*What needs to be done:* All lines holding the word "below" should be located in the records and copied.

*Supplied entries:*
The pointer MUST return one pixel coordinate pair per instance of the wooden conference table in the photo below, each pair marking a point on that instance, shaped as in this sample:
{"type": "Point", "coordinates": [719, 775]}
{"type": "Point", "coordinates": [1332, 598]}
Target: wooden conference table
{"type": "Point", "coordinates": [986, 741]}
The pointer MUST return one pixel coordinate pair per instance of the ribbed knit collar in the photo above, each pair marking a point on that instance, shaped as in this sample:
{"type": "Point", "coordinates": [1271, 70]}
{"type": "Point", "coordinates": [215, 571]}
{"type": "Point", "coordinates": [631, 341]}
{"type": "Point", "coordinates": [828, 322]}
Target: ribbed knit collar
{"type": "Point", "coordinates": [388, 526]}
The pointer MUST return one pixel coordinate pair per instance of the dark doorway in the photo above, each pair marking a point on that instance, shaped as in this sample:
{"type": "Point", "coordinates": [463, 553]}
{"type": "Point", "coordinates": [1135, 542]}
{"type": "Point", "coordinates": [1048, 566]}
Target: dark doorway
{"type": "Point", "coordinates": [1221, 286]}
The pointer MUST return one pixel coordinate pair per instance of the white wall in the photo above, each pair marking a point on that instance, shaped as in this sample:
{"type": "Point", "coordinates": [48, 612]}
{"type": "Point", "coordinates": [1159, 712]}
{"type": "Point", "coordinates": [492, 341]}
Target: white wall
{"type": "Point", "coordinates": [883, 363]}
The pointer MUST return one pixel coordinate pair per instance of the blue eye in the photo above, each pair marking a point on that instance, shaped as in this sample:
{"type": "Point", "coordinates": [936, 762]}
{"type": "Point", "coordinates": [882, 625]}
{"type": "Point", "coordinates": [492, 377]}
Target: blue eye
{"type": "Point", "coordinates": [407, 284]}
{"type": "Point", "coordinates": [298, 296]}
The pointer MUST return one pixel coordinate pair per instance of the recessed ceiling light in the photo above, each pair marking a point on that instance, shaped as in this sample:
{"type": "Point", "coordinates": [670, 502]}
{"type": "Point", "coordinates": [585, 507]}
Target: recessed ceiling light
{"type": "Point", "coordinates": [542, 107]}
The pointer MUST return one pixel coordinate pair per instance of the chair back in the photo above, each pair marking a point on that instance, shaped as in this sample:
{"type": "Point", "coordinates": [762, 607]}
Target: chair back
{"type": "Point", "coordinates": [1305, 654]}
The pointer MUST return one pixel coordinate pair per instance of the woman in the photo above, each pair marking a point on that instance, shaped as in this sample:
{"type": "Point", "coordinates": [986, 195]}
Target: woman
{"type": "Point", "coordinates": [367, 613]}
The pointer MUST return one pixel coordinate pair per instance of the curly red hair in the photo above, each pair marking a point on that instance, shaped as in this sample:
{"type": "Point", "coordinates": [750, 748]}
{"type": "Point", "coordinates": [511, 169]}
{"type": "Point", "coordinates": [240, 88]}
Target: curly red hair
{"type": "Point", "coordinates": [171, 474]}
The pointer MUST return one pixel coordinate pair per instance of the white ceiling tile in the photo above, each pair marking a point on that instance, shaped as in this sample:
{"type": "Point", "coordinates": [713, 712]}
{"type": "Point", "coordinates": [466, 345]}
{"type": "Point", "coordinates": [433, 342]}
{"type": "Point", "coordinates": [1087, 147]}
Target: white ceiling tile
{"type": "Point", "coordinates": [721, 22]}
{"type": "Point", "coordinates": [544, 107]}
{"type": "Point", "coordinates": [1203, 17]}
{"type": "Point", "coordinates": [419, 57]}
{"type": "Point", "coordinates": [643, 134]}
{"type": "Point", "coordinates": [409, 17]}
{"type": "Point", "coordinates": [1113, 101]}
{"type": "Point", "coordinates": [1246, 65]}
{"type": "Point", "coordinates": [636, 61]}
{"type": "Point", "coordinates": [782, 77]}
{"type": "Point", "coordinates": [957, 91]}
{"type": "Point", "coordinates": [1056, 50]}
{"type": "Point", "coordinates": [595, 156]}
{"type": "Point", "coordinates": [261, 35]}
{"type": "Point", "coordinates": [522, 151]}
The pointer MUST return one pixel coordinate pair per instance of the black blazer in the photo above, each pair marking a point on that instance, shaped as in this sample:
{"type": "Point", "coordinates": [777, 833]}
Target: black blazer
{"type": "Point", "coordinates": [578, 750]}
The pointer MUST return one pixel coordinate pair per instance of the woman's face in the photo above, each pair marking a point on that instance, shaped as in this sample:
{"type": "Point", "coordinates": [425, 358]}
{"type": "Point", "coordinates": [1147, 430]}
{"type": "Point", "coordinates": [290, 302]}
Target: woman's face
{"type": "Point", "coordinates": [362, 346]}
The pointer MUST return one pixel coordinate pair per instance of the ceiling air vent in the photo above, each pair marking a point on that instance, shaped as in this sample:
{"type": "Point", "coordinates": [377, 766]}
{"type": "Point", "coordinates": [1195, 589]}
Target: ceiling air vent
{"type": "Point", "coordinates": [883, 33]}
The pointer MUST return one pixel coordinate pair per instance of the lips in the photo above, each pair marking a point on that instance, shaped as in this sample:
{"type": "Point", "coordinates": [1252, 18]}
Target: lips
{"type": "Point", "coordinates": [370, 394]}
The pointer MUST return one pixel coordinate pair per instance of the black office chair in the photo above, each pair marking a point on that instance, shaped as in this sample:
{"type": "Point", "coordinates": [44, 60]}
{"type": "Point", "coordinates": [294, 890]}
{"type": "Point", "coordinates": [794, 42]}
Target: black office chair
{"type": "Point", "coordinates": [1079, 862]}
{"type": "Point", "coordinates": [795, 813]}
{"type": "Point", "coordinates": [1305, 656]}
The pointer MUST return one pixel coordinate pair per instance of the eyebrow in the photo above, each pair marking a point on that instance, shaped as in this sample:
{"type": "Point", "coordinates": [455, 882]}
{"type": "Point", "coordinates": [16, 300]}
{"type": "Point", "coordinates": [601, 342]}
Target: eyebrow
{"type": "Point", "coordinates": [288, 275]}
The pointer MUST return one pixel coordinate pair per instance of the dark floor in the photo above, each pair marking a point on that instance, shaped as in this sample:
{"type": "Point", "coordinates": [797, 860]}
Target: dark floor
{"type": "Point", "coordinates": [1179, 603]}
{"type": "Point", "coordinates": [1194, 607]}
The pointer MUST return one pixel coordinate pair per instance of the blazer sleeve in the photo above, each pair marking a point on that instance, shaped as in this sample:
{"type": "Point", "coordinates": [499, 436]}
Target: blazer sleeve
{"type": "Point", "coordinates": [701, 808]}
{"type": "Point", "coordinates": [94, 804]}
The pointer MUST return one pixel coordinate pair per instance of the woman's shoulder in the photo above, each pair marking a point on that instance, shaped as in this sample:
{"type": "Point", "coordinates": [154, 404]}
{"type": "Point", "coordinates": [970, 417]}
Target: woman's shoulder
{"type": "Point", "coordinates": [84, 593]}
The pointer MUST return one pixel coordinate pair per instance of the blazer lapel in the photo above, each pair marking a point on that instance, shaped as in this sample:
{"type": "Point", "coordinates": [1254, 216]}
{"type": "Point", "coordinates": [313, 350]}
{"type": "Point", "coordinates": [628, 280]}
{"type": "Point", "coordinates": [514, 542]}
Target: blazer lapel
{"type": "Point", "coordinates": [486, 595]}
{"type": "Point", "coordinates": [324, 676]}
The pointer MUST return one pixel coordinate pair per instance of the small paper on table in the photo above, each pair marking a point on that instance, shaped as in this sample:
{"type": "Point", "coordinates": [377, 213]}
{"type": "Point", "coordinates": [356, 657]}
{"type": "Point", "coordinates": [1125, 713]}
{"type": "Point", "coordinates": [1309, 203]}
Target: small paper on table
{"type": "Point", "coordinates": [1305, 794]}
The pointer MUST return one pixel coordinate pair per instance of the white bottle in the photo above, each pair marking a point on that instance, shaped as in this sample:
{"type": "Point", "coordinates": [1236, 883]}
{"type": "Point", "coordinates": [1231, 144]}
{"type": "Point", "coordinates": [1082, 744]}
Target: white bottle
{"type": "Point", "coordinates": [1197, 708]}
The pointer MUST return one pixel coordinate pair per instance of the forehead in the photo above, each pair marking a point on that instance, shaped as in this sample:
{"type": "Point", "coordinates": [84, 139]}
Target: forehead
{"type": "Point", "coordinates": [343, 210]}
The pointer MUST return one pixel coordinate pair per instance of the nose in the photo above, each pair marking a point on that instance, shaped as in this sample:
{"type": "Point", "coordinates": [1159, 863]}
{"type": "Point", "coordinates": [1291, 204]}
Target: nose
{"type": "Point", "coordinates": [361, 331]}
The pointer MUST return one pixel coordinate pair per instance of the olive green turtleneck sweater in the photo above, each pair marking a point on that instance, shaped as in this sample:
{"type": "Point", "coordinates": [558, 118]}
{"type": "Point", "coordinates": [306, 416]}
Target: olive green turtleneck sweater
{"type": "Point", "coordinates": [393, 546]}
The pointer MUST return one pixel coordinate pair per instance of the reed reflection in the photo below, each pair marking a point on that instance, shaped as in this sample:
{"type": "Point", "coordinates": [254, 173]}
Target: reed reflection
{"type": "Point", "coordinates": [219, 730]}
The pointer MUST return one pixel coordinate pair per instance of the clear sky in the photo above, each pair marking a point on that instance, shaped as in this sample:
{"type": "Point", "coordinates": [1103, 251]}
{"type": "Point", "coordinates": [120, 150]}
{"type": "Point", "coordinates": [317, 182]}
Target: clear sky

*Reply:*
The pointer MUST return one pixel coordinate pair per instance of the wooden conference table in the photo below, each pair marking a point on that instance, shaped as in this sample:
The pointer MUST return one pixel coordinate pair per instance of the reed reflection in the photo below, each pair marking a point on that instance, shaped as in this sample:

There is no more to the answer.